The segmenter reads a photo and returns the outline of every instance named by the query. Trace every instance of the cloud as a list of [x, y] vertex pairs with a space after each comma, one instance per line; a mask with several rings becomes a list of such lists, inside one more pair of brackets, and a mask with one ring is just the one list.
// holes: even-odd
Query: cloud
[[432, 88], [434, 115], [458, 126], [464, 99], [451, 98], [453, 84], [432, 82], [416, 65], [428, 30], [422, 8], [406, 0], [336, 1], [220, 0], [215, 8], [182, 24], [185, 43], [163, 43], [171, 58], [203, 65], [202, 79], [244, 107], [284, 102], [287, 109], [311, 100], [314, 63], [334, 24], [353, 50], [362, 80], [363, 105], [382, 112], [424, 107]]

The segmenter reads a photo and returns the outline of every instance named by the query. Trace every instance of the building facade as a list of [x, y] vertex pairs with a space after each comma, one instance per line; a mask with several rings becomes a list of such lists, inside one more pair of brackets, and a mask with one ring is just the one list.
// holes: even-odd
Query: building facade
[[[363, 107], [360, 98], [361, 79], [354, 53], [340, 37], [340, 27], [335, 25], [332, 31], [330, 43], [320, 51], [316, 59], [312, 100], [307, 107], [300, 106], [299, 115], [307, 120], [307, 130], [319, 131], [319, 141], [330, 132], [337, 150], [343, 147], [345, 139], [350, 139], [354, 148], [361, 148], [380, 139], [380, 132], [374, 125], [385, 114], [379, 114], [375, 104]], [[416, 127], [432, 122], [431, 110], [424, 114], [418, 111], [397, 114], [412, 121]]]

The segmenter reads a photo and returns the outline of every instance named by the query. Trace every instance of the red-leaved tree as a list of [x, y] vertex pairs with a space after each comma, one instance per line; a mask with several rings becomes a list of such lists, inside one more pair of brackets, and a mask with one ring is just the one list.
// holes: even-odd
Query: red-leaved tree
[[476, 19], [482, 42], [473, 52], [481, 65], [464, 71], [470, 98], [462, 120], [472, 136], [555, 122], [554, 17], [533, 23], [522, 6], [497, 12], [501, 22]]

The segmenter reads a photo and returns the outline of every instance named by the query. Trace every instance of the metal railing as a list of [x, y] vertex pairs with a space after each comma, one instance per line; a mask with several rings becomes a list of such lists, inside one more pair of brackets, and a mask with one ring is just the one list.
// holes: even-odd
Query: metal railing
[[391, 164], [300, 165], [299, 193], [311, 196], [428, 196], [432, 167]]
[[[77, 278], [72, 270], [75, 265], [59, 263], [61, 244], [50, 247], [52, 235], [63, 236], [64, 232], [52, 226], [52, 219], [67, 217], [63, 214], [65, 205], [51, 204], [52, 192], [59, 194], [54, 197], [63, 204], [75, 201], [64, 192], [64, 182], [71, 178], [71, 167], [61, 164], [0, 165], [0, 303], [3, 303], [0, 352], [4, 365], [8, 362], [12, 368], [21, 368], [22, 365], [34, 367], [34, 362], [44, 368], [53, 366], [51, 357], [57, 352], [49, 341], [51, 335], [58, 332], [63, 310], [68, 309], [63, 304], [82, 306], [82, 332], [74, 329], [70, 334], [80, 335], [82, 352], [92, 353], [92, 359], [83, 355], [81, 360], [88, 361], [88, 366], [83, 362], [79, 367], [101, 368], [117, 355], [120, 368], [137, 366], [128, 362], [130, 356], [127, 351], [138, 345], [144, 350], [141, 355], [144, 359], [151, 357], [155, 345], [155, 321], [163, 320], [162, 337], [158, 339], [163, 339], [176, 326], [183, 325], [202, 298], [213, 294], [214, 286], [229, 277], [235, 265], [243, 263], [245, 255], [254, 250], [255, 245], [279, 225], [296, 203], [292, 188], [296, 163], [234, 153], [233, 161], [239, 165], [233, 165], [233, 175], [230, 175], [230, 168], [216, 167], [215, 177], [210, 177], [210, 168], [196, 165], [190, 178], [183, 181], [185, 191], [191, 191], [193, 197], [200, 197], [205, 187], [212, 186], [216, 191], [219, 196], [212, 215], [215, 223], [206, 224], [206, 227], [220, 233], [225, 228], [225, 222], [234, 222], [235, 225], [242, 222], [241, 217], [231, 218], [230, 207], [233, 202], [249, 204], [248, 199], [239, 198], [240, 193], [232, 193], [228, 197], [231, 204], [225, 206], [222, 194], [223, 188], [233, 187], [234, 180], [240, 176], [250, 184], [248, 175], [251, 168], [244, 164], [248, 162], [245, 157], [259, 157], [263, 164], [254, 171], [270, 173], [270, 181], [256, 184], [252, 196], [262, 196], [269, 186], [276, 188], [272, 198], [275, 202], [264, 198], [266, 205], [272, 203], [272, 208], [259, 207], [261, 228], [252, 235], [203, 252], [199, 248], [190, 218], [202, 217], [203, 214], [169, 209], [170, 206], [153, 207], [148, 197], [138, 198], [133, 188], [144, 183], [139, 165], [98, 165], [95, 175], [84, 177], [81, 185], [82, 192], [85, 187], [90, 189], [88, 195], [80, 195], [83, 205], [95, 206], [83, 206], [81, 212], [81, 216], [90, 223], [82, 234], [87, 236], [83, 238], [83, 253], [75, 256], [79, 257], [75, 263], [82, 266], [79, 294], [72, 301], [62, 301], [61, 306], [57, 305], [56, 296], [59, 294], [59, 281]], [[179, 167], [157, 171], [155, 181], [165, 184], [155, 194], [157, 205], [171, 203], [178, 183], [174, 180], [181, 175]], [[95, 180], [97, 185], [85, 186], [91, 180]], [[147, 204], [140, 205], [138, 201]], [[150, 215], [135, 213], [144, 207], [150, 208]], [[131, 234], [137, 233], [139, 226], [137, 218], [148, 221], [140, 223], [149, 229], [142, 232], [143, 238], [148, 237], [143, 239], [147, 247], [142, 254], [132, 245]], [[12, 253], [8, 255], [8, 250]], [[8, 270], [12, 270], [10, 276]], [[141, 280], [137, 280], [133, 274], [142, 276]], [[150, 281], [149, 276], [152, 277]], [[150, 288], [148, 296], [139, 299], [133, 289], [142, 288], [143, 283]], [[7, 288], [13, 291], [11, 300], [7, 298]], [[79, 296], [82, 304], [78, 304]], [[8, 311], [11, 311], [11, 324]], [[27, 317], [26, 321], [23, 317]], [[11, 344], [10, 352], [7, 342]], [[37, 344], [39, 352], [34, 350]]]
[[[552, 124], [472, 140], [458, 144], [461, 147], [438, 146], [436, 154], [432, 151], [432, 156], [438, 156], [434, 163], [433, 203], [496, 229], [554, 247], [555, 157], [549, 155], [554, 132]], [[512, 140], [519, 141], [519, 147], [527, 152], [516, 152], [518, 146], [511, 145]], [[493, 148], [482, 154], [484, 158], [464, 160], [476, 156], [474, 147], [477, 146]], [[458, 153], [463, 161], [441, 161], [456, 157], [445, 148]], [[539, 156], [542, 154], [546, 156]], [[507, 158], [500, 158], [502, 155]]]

- _TASK STATEMENT_: Arrange all of the material above as a Markdown table with the columns "Row" and "Line", giving one row to each nonblank line and numbering the rows in order.

- _ANSWER TO THIS TASK_:
| Row | Line |
|---|---|
| 1 | The segmenter reads a photo and returns the outline of every instance named by the query. Trace every instance of the cloud as a list of [x, y] vertex pairs with a space after each comma, one instance per line; a mask with several rings becomes a list of such lists, inside one more pair of brackets, and a mask with one ring is just the one list. |
| 2 | // holes: even-odd |
| 3 | Query: cloud |
| 4 | [[432, 88], [434, 115], [458, 126], [464, 99], [451, 98], [453, 84], [432, 82], [416, 65], [428, 30], [422, 8], [406, 0], [336, 1], [220, 0], [215, 8], [182, 24], [185, 43], [163, 43], [171, 58], [203, 65], [202, 79], [244, 107], [284, 102], [287, 109], [311, 100], [314, 63], [334, 24], [353, 50], [362, 80], [363, 105], [382, 112], [424, 107]] |
| 5 | The segmenter reads a photo and returns the outline of every instance named by the query. Trace every instance of the building facade as a list of [x, y] vertex pairs with a space after each comma, one instance per line; a mask with several rings becomes a list of such lists, inside one more pair of brackets, and a mask with one ring is just the one list. |
| 6 | // holes: even-odd |
| 7 | Query: building facade |
| 8 | [[[363, 107], [360, 98], [361, 79], [354, 53], [340, 37], [340, 27], [335, 25], [332, 31], [330, 43], [320, 51], [316, 59], [312, 100], [307, 107], [300, 106], [299, 115], [307, 120], [307, 130], [319, 131], [319, 141], [330, 132], [337, 150], [343, 147], [345, 139], [350, 139], [354, 148], [361, 148], [380, 139], [380, 132], [374, 125], [385, 114], [379, 114], [375, 104]], [[416, 127], [432, 122], [431, 110], [424, 114], [418, 111], [397, 114], [412, 121]]] |
| 9 | The segmenter reads a photo and returns the outline of every instance named by the query. Trace every instance of the red-leaved tree as a list of [x, y] vertex pairs with a space after each comma, one instance per line; a mask with several rings becomes a list of such lists, inside one more pair of brackets, and a mask with one ring is just the one list. |
| 10 | // holes: even-odd |
| 11 | Query: red-leaved tree |
| 12 | [[476, 19], [482, 42], [473, 52], [481, 65], [464, 71], [470, 98], [462, 120], [472, 136], [555, 122], [554, 17], [533, 23], [522, 6], [497, 12], [501, 22]] |
| 13 | The segmenter reads a photo and returns the outline of every instance named by the query. Trace every instance of the metal railing as a list of [x, y] vertex pairs with a space after each comma, one instance per line; a mask with several rings becomes a list of such lists, inside one more pair of brackets, and a mask with one ring is just the one list. |
| 14 | // holes: even-odd |
| 15 | Query: metal railing |
| 16 | [[391, 164], [300, 165], [299, 193], [311, 196], [428, 196], [432, 167]] |
| 17 | [[[77, 278], [72, 270], [75, 265], [59, 263], [61, 244], [50, 247], [52, 235], [63, 236], [64, 232], [52, 226], [52, 219], [67, 217], [63, 214], [65, 205], [51, 204], [52, 192], [59, 194], [54, 197], [63, 204], [75, 201], [64, 192], [64, 182], [71, 178], [71, 167], [61, 164], [0, 165], [0, 303], [3, 303], [0, 352], [4, 365], [8, 362], [12, 368], [21, 368], [22, 365], [34, 367], [34, 362], [44, 368], [53, 366], [51, 357], [57, 352], [49, 341], [51, 335], [58, 332], [63, 310], [68, 309], [63, 304], [82, 306], [82, 332], [74, 329], [70, 334], [80, 335], [82, 352], [92, 353], [92, 359], [83, 355], [81, 360], [88, 361], [88, 366], [83, 362], [79, 367], [101, 368], [117, 355], [120, 368], [137, 366], [128, 362], [130, 356], [127, 351], [138, 345], [144, 350], [141, 355], [144, 359], [151, 357], [155, 345], [155, 321], [163, 320], [162, 337], [158, 339], [163, 339], [176, 326], [183, 325], [202, 298], [213, 294], [214, 286], [229, 277], [235, 265], [243, 263], [245, 255], [254, 250], [255, 245], [279, 225], [296, 203], [292, 188], [296, 163], [234, 153], [233, 161], [239, 165], [233, 165], [233, 175], [230, 175], [230, 168], [216, 167], [215, 177], [210, 177], [210, 168], [196, 165], [190, 178], [183, 181], [185, 191], [191, 191], [193, 197], [200, 197], [205, 187], [212, 186], [216, 191], [219, 196], [212, 215], [215, 223], [206, 224], [206, 227], [220, 233], [225, 228], [225, 222], [234, 222], [235, 225], [242, 222], [241, 217], [231, 218], [230, 207], [233, 202], [249, 204], [248, 199], [239, 198], [240, 193], [232, 193], [228, 197], [231, 204], [225, 206], [222, 194], [223, 188], [233, 187], [234, 180], [240, 176], [250, 184], [248, 175], [251, 168], [244, 164], [248, 162], [245, 157], [259, 157], [263, 164], [254, 171], [270, 173], [270, 181], [256, 184], [252, 196], [262, 196], [269, 186], [276, 188], [272, 198], [275, 202], [264, 198], [266, 205], [272, 203], [272, 208], [259, 207], [261, 228], [252, 235], [203, 252], [199, 248], [190, 218], [202, 217], [203, 214], [169, 209], [170, 206], [153, 207], [148, 197], [138, 198], [133, 188], [144, 183], [139, 165], [98, 165], [95, 175], [84, 177], [81, 185], [82, 192], [85, 187], [90, 189], [88, 195], [80, 195], [83, 205], [95, 206], [83, 206], [81, 212], [81, 216], [90, 223], [82, 234], [87, 236], [83, 238], [83, 253], [75, 256], [79, 257], [75, 263], [82, 266], [79, 294], [72, 301], [62, 301], [61, 306], [57, 305], [56, 296], [59, 294], [59, 281]], [[179, 167], [157, 171], [155, 181], [165, 184], [155, 194], [157, 205], [171, 203], [178, 183], [174, 180], [181, 175]], [[95, 180], [97, 185], [85, 186], [91, 180]], [[147, 204], [140, 205], [138, 201]], [[150, 215], [135, 213], [144, 207], [150, 208]], [[131, 234], [137, 233], [139, 226], [137, 218], [148, 221], [140, 223], [149, 229], [142, 232], [143, 238], [148, 237], [143, 239], [147, 247], [142, 254], [132, 245]], [[12, 253], [8, 255], [8, 250]], [[8, 270], [12, 270], [10, 276]], [[141, 280], [137, 280], [133, 274], [142, 276]], [[150, 281], [149, 276], [152, 277]], [[150, 288], [148, 296], [139, 299], [133, 289], [142, 288], [143, 283]], [[7, 288], [13, 291], [11, 300], [7, 298]], [[79, 296], [82, 304], [78, 304]], [[8, 311], [11, 311], [11, 324]], [[27, 317], [26, 321], [23, 317]], [[11, 344], [10, 352], [7, 342]], [[37, 344], [39, 352], [34, 350]]] |
| 18 | [[[552, 124], [472, 140], [458, 144], [461, 147], [438, 146], [436, 154], [432, 151], [432, 156], [438, 156], [434, 163], [433, 203], [496, 229], [554, 247], [555, 157], [549, 155], [554, 132]], [[512, 140], [519, 141], [519, 147], [527, 152], [516, 152], [518, 146], [511, 145]], [[493, 148], [482, 154], [484, 158], [464, 160], [476, 156], [474, 147], [477, 146]], [[458, 153], [463, 161], [441, 161], [456, 157], [445, 148]], [[539, 156], [542, 154], [546, 156]], [[507, 158], [500, 158], [502, 155]]] |